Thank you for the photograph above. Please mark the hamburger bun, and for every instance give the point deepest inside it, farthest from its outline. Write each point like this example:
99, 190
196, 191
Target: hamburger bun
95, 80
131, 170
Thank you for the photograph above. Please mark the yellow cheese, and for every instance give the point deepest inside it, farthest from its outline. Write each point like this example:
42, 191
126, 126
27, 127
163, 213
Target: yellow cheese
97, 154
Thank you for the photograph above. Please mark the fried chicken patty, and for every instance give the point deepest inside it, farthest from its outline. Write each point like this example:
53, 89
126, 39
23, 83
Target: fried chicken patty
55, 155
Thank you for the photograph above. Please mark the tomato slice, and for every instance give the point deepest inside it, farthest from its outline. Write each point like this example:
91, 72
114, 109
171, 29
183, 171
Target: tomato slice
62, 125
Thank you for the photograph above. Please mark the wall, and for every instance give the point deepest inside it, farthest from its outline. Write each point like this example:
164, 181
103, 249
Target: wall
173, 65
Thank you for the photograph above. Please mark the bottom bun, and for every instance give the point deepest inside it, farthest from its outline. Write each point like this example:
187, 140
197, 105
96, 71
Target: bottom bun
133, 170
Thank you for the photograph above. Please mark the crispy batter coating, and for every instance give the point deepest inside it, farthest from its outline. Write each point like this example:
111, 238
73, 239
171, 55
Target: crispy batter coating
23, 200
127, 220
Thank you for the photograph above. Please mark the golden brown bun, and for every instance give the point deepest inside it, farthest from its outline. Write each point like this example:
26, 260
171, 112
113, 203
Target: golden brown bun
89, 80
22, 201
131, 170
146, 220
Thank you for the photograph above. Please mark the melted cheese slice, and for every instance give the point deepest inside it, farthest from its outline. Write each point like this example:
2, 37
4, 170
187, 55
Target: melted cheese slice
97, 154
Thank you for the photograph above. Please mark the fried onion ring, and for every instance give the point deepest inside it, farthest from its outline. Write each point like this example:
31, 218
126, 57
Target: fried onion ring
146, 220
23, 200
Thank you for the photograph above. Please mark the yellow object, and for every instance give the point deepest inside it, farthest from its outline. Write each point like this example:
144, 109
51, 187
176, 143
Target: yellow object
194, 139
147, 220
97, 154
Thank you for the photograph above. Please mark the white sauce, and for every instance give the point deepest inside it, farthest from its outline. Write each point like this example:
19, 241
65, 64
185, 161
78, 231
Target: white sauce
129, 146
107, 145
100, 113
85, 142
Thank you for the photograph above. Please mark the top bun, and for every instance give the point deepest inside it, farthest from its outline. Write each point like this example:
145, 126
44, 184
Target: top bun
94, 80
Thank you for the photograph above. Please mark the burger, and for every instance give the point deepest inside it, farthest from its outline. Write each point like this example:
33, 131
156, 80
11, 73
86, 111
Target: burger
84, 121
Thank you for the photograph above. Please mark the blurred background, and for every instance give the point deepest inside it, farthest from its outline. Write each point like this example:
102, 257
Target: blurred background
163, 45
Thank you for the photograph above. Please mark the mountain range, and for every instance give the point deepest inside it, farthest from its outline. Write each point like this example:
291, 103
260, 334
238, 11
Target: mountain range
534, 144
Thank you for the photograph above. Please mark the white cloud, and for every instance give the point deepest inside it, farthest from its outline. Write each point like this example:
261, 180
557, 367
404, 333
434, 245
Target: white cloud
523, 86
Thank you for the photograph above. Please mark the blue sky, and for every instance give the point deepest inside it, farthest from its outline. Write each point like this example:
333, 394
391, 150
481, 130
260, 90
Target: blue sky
════════════════
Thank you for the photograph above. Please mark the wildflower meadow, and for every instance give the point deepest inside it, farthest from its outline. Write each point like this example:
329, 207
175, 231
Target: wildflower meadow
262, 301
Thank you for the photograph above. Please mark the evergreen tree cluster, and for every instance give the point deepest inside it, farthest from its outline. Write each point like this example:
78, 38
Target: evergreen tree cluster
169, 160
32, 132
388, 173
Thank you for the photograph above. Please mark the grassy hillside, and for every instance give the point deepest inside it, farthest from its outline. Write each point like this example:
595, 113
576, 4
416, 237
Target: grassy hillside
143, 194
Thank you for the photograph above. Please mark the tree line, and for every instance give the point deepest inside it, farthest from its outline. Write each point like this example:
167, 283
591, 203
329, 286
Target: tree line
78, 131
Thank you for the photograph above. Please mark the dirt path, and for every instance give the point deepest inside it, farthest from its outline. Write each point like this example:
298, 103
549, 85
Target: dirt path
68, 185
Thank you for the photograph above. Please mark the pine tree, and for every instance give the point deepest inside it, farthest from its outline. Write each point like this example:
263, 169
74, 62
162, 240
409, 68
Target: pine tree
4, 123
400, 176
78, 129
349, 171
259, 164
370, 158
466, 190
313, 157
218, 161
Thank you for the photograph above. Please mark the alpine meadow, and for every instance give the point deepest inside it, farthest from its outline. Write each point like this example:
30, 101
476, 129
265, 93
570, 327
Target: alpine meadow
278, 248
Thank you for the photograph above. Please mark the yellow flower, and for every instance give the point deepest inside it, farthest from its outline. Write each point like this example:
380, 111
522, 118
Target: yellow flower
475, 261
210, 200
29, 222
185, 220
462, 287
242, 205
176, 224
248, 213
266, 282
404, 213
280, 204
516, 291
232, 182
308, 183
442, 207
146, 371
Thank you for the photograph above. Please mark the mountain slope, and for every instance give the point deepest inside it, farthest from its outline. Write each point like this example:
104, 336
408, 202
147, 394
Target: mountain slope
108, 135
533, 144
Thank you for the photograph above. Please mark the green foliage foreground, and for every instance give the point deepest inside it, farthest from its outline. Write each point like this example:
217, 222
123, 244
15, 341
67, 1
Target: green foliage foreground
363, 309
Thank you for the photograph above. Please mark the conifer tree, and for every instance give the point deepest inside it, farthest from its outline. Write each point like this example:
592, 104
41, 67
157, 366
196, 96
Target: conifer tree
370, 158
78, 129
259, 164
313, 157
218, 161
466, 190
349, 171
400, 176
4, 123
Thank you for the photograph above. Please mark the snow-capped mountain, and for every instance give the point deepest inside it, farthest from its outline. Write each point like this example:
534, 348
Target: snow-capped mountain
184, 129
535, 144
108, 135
════════════════
# Your goal
Render the data above, from the line containing "white cloud, and" through the line containing "Target: blue sky", as a JSON list of strings with one string per line. Skip any blank lines.

# Output for this task
[
  "Thank you for the photograph above. Please mark the white cloud, and for every instance give the point deepest inside it, farthest from its outline. Write each point like this example:",
  "261, 180",
  "557, 367",
  "404, 333",
  "434, 245",
  "Target: white cloud",
  "523, 86",
  "Thank you for the photograph above. Please mark the blue sky, and for every instance give the point deepest inside it, farthest from its outline. Write each point like this example:",
  "333, 394",
  "391, 150",
  "481, 130",
  "260, 90",
  "Target: blue sky"
]